15 Feb The Dream Team

Current research shows that children and teens involved in athletics are more likely to cooperate well in group environments, perform well academically, feel a sense of purpose, and graduate high school. On the contrary, those not involved in athletics are more likely to struggle academically, present difficulty working in group environments, and try and/or become addicted to alcohol and drugs. Many residents at the Youth Opportunity Center have not had the opportunity to participate in athletic programs at their home school due to truancy, behavioral challenges or academic standing. Kendi Zvokel, our Recreation Coordinator, and her team of volunteer staff coaches are dedicated to changing that.

Over the course of the last 4 years, the YOC created basketball, soccer and football leagues for residents which has provided youth the opportunity to be a part of something bigger than themselves, a team. Each league is formally structured to include try-outs, drafts, practices and games. In addition to learning the rules of the game, players also learn how to contribute positively to a team and what it means to practice good sportsmanship. Participation on a league team not only leads to increased confidence and a sense of belonging but can also prove to be a normalizing activity for residents healing from trauma.

Task A:
Rewrite the youth athletics passage starting at "Over the course" and ending at "healing from trauma.", with "sportsmanship" changed to "fair play".
Task B:
Carry on the passage about the Youth Opportunity Center sports leagues from its last sentence.

Extracted entries:
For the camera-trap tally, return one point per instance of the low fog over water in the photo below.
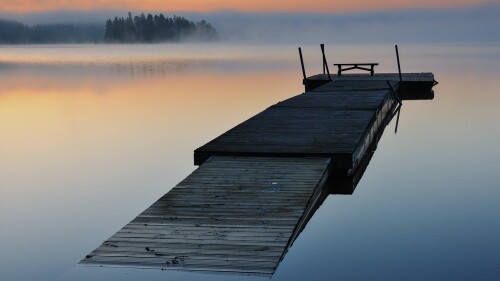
(472, 24)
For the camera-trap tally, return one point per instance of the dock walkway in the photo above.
(260, 182)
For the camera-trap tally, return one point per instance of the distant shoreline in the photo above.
(138, 29)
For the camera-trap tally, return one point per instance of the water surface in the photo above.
(91, 135)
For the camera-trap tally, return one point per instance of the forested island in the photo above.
(131, 29)
(157, 28)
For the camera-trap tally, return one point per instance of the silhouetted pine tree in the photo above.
(156, 28)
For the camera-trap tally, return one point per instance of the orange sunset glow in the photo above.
(28, 6)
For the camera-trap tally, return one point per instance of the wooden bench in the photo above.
(350, 66)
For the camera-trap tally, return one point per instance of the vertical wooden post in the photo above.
(399, 70)
(304, 81)
(325, 63)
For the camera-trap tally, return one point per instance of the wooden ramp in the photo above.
(232, 214)
(259, 183)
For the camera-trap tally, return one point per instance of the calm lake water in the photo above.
(91, 135)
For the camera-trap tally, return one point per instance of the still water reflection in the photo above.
(92, 135)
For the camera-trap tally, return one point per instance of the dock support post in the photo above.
(304, 81)
(399, 70)
(325, 63)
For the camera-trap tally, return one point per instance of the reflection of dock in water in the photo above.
(259, 183)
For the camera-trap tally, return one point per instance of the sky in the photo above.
(320, 6)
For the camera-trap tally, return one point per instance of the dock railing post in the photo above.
(325, 63)
(399, 70)
(304, 81)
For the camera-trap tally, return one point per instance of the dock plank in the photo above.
(231, 235)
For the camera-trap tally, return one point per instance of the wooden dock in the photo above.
(232, 214)
(259, 183)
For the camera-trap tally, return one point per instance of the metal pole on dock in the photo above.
(304, 81)
(325, 63)
(399, 70)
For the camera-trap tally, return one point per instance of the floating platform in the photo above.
(259, 183)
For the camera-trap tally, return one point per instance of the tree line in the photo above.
(142, 28)
(13, 32)
(156, 28)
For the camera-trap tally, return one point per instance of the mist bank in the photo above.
(465, 25)
(13, 32)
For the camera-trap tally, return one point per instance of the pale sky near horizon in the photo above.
(334, 6)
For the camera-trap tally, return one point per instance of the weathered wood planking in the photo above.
(416, 86)
(232, 214)
(338, 120)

Exercise answer A:
Over the course of the last 4 years, the YOC created basketball, soccer and football leagues for residents which has provided youth the opportunity to be a part of something bigger than themselves, a team. Each league is formally structured to include try-outs, drafts, practices and games. In addition to learning the rules of the game, players also learn how to contribute positively to a team and what it means to practice good fair play. Participation on a league team not only leads to increased confidence and a sense of belonging but can also prove to be a normalizing activity for residents healing from trauma.

Exercise answer B:
What makes these leagues unique? In order to play, residents must demonstrate good citizenship in their treatment program and progression in treatment goals, including positive behavior in school. In addition, kids rarely don’t make the team and are often given other ways to participate in the league. Because academic performance and continued therapeutic progress are requirements, participation on a team is often a motivator for continued success.

While the kids view the leagues as a way to play their favorite sport, the YOC staff know they are gaining so much more. We see our kids who have never played in a structured, team setting learn how to be positive teammates, compete appropriately, manage their emotions, and learn good sportsmanship skills. They learn how to work hard to improve their skills and learn to follow the directives of a coach. Our kids develop skills that will benefit them long past the end of the league in all areas of life. They gain new confidence and get to feel like a normal kid, while playing in front of their peers in their own jersey.